Start of Study text
Can't get work in perspective, struggling domestically ... would it be a mistake to increase PT hours?(8 Posts)
I work 24 hours per week in a technical/scientific role for a large government organisation. DH 30 hours for the same organisation. 2 DS, 5 and 7, both at school. There are specific things about work that have made me very unhappy in the past and still cause resentment now, mostly linked to a specific manager A. I moved from elsewhere in the organisation and from the very start he seemed to dislike or disapprove of me for some reason, was unwilling to discuss work to any useful depth, performance reviews always seemed as short as he could get away with (generally neutral with the occasional negative comment, not mentioned at the time but written on the form afterwards), no discussion of progression or the future at all, never any discussion of change. A also never wanted to hear anything bad (and I'm not a whinger) and I grew to feel as if trying to change things would only make them worse. My work was fairly limited in scope, not that hard but difficult to shine at - the environment is quasi-academic and you are expected to build a reputation, and I just couldn't.
I eventually got fed up enough, about a year ago, to apply for another internal job working for B whom I've known for a long time. Screwed up the interview (lack of recent practice and lack of preparation) and didn't get it, but B came back later and offered me a 12-month secondment which I'm now half way through. I am now a lot happier with work but at the same time a lot more stressed as it is possible that the secondment could go permanent if I do it well enough, so it feels a bit like a 12-month job interview. At the same time working for B who is conscientious and encouraging has made me realise what a truly rubbish time I had with A. I am feeling very cross with myself for letting that go on so long and am feeling as if it's beginning to affect my mental health. I had two weepy episodes before Christmas, triggered by work stuff but allowed to get out of proportion. I would burst into tears every time I went to the toilet at work, cry silently on the bus on the way home and at home in front of the boys. This past weekend was worse, I got the Rage, once with the boys on Friday evening (managed to pull myself together again quite quickly, but did something physical which I regret) and then with DH on Sunday, ranting and raving and chucking things about. DH is a very gentle person and very much "in the moment" and will never plan for or anticipate anything - he puts in the hours domestically on the immediate stuff and is brilliant with the boys, but I always feel as if anything outside the daily routine will only happen in our house if I make it happen. I am untidy, DH is worse and our house is a tip and depressing to be in.
End of Study text
Task requirements:
a: According to the forum post, why does the writer feel more stressed since starting the secondment, even though work is happier? Answer in one to three sentences.
b: Answer these questions from the forum post:
(i) How many hours per week does the writer work?
(ii) How long is the secondment that B offered?
(iii) On which day did the writer get the Rage with DH?
Start of Information
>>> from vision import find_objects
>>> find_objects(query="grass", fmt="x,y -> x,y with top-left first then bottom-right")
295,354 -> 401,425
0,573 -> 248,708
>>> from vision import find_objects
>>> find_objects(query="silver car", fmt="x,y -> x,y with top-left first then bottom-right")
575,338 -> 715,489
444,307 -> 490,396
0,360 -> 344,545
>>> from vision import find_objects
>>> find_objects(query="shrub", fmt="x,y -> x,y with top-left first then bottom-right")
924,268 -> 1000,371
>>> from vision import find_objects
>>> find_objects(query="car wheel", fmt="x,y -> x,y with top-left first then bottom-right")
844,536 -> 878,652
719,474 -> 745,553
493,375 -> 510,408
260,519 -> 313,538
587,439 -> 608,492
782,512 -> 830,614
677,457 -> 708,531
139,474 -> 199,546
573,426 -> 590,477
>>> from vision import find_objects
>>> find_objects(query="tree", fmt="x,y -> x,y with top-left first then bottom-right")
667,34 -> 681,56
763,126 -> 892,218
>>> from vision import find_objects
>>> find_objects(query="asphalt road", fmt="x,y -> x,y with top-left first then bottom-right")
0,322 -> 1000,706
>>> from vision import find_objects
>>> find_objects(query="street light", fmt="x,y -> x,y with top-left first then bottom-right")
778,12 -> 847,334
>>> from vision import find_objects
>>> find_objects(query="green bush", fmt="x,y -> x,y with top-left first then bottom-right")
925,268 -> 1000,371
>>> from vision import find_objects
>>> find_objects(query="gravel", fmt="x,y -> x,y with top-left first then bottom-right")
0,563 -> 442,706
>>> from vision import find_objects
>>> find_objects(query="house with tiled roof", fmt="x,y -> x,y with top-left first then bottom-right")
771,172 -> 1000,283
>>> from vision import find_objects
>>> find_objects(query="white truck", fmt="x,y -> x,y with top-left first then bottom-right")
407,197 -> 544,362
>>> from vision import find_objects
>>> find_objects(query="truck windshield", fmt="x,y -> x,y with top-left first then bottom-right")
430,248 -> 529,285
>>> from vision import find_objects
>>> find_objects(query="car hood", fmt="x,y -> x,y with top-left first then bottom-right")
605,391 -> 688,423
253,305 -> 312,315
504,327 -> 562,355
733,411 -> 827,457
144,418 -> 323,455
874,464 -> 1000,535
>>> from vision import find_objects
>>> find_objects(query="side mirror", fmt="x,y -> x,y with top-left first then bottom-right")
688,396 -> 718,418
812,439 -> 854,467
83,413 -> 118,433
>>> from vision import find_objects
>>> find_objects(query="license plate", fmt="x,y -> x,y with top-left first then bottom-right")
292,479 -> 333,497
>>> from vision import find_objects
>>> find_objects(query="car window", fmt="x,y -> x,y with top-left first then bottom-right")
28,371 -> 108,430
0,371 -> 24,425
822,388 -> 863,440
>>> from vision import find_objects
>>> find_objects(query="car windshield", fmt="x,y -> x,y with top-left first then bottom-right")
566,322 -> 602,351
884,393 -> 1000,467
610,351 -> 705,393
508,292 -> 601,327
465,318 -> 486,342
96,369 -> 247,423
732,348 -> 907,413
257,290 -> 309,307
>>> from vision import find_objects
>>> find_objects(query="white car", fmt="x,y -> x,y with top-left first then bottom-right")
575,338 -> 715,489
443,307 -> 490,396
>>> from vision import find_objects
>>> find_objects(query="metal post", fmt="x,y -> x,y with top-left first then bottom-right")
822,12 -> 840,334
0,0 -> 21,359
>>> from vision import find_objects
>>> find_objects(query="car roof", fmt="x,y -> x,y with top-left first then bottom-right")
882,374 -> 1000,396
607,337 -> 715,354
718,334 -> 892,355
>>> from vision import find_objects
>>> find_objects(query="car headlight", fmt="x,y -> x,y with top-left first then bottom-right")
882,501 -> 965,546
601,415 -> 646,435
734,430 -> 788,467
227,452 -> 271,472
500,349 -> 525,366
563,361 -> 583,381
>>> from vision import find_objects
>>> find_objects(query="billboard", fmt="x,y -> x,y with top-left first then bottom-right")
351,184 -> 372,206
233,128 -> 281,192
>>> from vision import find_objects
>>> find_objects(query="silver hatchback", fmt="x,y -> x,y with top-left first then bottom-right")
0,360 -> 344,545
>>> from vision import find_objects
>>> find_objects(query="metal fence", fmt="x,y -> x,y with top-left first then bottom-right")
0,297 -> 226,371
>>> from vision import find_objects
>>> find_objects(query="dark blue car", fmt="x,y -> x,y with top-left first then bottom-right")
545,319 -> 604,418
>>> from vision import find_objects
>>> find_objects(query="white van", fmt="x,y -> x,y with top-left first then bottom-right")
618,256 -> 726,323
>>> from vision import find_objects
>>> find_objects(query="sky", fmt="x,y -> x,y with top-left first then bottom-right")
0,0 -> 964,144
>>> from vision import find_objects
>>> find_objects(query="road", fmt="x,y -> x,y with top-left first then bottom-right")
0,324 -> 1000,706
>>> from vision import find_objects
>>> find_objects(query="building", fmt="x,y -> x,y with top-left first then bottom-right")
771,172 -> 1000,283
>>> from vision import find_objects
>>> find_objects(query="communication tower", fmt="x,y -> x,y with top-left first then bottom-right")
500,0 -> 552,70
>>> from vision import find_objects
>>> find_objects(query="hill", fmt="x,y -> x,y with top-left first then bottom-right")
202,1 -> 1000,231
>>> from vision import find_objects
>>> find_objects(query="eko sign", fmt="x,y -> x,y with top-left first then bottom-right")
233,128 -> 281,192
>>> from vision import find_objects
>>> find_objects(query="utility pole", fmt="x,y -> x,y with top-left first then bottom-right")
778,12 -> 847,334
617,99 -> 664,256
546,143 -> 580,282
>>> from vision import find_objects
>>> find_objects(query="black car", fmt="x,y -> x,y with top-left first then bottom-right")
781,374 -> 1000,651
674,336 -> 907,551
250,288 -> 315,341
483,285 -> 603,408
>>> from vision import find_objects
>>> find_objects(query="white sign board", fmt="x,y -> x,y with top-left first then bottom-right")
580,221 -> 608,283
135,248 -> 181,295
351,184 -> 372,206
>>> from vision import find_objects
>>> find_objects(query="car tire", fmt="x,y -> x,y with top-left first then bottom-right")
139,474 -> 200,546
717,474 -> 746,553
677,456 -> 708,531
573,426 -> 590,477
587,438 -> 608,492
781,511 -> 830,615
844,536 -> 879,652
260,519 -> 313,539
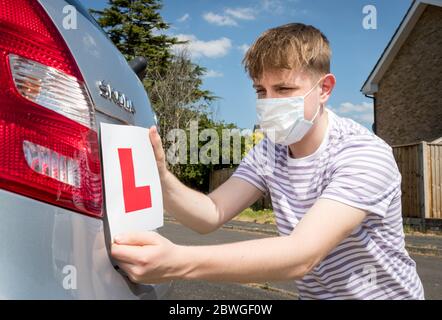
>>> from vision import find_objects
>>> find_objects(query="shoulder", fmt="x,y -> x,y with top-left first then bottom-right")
330,110 -> 399,176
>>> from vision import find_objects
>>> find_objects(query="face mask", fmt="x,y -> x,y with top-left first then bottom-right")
256,79 -> 322,146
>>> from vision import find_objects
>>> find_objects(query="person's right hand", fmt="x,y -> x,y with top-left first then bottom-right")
149,126 -> 168,181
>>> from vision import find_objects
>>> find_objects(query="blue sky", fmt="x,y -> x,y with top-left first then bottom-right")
82,0 -> 412,129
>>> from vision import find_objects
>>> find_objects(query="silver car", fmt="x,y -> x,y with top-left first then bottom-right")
0,0 -> 169,299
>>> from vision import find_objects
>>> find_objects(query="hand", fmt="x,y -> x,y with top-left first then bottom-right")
149,126 -> 168,181
111,232 -> 184,283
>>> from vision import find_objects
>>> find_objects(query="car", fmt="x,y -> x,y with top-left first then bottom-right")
0,0 -> 171,299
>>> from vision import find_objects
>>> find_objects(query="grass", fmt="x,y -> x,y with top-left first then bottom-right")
235,208 -> 276,224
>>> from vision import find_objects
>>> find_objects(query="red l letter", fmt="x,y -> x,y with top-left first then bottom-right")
118,148 -> 152,213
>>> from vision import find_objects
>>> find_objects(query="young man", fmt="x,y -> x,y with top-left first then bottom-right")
112,23 -> 424,299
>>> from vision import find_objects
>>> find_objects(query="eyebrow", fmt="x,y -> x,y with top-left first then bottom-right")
253,82 -> 299,89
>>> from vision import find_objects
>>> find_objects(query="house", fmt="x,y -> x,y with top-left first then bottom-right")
361,0 -> 442,145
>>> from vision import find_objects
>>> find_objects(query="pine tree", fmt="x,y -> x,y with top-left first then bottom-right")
90,0 -> 178,72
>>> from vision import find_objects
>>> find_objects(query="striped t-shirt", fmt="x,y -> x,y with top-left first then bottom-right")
234,109 -> 424,299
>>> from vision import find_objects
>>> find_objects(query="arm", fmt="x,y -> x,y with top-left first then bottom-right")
149,127 -> 262,233
112,199 -> 366,283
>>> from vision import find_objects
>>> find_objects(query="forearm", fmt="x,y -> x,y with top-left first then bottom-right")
179,236 -> 317,283
161,172 -> 220,233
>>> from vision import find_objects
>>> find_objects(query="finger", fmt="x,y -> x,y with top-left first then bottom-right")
111,244 -> 145,264
114,231 -> 161,246
149,126 -> 165,162
118,262 -> 137,282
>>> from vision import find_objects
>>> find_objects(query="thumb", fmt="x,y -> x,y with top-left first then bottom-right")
114,231 -> 161,246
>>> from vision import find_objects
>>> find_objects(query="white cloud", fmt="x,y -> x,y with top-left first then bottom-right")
177,13 -> 190,22
238,43 -> 250,54
204,70 -> 224,78
203,7 -> 257,26
332,102 -> 374,124
203,12 -> 238,26
261,0 -> 285,14
175,34 -> 232,58
224,8 -> 256,20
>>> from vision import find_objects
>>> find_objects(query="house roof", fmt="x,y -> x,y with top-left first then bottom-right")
361,0 -> 442,95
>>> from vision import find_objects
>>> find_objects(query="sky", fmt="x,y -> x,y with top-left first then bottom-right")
81,0 -> 412,130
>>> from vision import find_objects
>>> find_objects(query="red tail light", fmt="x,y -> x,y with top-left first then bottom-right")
0,0 -> 102,217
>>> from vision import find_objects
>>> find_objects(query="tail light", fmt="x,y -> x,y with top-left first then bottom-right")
0,0 -> 102,217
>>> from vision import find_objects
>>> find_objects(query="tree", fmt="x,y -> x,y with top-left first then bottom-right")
90,0 -> 179,76
91,0 -> 249,191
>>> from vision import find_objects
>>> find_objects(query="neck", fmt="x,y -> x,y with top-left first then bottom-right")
289,108 -> 328,159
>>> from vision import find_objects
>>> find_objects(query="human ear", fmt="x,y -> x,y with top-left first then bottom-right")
319,73 -> 336,104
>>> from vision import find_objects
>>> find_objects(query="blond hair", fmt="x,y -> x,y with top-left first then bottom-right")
242,23 -> 331,79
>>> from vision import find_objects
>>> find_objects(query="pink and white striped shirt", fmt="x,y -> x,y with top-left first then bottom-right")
234,109 -> 424,299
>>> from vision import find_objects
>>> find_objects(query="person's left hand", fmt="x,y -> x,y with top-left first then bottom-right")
111,232 -> 183,283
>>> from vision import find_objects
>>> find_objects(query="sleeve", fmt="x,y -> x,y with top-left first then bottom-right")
319,141 -> 401,218
232,139 -> 268,193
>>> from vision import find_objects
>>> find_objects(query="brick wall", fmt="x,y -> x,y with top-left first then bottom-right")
375,6 -> 442,145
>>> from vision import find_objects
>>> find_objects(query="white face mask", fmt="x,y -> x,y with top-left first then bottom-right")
256,79 -> 322,146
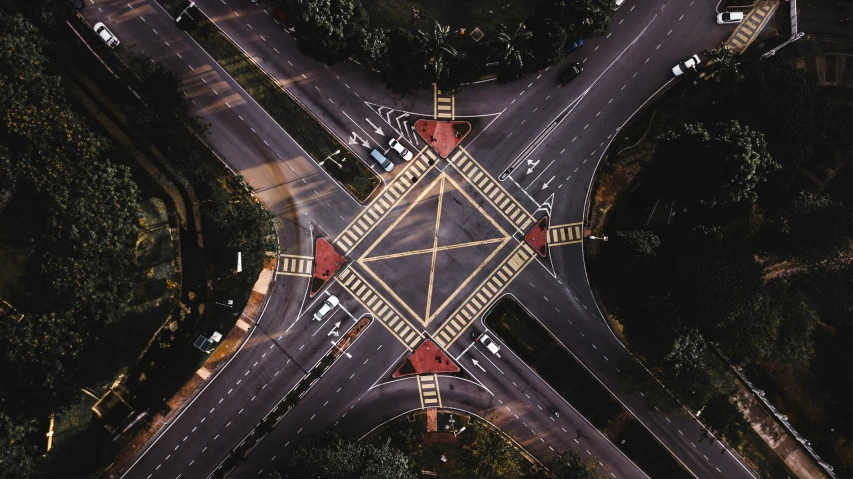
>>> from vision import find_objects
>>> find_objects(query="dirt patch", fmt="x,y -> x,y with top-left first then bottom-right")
End of Information
Solutions in order:
a: The secondment could become permanent if the writer does it well enough. That makes it feel like a 12-month job interview, so the writer is under more pressure while being happier at work.

b:
(i) 24 hours per week
(ii) 12 months
(iii) Sunday